Required work.
Write out every line of the listing below without changing a single character.

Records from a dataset
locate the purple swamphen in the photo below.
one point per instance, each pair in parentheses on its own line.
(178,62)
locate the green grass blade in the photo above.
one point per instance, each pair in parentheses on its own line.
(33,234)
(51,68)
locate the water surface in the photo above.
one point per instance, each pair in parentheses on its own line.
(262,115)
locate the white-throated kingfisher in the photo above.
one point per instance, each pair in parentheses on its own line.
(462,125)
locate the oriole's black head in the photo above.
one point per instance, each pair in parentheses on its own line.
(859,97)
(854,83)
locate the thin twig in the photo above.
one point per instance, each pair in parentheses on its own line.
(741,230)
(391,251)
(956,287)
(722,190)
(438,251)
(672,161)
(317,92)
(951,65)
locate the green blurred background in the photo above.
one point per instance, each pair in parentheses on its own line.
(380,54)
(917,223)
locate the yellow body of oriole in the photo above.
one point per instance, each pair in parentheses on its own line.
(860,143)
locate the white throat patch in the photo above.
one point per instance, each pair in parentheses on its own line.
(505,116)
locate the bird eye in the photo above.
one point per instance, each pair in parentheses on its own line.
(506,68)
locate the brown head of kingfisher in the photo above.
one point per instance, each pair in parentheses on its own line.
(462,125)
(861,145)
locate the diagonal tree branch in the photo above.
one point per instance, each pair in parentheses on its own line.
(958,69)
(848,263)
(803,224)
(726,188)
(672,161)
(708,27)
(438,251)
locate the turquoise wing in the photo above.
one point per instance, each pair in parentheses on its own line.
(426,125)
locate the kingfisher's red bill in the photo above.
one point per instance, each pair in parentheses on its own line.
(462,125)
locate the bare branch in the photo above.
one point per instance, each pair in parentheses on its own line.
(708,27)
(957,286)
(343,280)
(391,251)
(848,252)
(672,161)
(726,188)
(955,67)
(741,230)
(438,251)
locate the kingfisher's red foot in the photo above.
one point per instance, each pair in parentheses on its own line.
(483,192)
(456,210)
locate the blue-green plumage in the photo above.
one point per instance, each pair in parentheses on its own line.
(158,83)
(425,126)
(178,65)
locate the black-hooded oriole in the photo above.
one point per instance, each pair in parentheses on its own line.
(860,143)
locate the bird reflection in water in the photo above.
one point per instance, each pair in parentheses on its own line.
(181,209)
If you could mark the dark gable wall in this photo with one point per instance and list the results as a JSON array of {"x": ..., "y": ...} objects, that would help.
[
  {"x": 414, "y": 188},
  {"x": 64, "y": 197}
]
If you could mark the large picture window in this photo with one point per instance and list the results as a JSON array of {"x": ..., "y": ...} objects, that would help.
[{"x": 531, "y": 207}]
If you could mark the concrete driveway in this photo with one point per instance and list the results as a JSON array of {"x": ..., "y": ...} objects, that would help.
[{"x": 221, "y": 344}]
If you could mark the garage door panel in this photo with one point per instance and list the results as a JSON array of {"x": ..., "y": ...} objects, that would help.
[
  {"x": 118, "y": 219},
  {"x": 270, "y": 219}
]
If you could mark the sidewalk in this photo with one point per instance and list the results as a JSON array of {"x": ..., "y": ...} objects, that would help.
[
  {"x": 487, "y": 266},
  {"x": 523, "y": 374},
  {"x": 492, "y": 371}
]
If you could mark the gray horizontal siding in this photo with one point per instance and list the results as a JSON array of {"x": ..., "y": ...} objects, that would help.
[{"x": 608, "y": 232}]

Result of the task.
locate the purple swamphen in the photo below.
one point per instance, each pair in parentheses on its own line.
(178,62)
locate the green grass blade in the photo above.
one point per instance, each pair in parentheses on its own line.
(33,234)
(51,68)
locate the water surface in the photo above.
one point per instance, each pair in parentheses on its own line.
(262,115)
locate the white-throated kingfisher in the photo above.
one point per instance, each pair in parentheses on its own line.
(462,125)
locate the oriole's black head in the photo above.
one point per instance, each pair in parentheses on its own line.
(859,97)
(854,83)
locate the thin twig in the photo above.
one point per instance, each pair in parentheses on its own line.
(741,230)
(391,251)
(956,287)
(722,190)
(438,251)
(672,161)
(317,92)
(951,65)
locate the green blurred background in the photo above.
one point per instance, each pair in parentheses on its own line.
(380,54)
(917,223)
locate the yellow body of oriole in the photo above.
one point per instance, each pair in parentheses on its own line.
(860,143)
locate the white throat patch in the photo above.
one point per instance, each pair in parentheses on its own line.
(505,116)
locate the bird eye in the photo above.
one point per instance, each pair in parentheses on its own line.
(506,68)
locate the brown head of kingfisher in the photo above.
one point per instance, each pair in parentheses on its own line.
(462,125)
(861,145)
locate the diagonal tree branch in the photo above.
one point per instance, each pair in parentheses on its own line.
(958,69)
(848,263)
(803,224)
(726,188)
(672,161)
(708,27)
(438,251)
locate the turquoise wing in the photo above.
one point per instance, each pair in parentheses on its own line.
(426,125)
locate the kingfisher's red bill in the photo above.
one point per instance, each pair in parentheses on its own line.
(462,125)
locate the bare branch in the photo above.
one point per instance, each pair in parentheses on its own line.
(708,27)
(957,286)
(343,280)
(391,251)
(848,252)
(672,161)
(726,188)
(955,67)
(741,230)
(438,251)
locate the kingfisher's red foot in the photo above.
one point per instance, each pair in parentheses on its own line.
(483,192)
(456,210)
locate the blue-green plumage in the photo above.
one point per instance, each pair in parentheses on its own line.
(158,83)
(425,126)
(178,65)
locate the black-hooded oriole in the photo above.
one point per instance, each pair in parentheses on its own line.
(860,143)
locate the bird reflection in water in the photo above.
one point per instance, each pair in parentheses on its own line.
(181,209)
If you could mark the dark gable wall in this photo with one point per instance and list the results as a JSON array of {"x": ..., "y": ...} objects, that would help.
[
  {"x": 414, "y": 188},
  {"x": 64, "y": 197}
]
If you could mark the large picture window in this photo with one point per instance and list the results as a JSON array of {"x": ..., "y": ...} objects, that would help.
[{"x": 531, "y": 207}]
If you could mark the concrete driveway in this photo with one point per instance and list the results as a JSON array of {"x": ..., "y": ...} objects, that would help.
[{"x": 221, "y": 344}]
If you could mark the garage door panel in this photo with one point per instance and list the results as a JSON array of {"x": ..., "y": ...} objects, that would help.
[
  {"x": 118, "y": 219},
  {"x": 270, "y": 219}
]
If you could mark the sidewalk in this photo with one point per instance and list the results as a JSON array of {"x": ..., "y": ...} objects, that would help.
[
  {"x": 487, "y": 266},
  {"x": 523, "y": 374},
  {"x": 492, "y": 371}
]
If you could mark the gray horizontal siding in this photo with one point per instance and list the results as a JSON array of {"x": ..., "y": ...} objects, that would help.
[{"x": 608, "y": 232}]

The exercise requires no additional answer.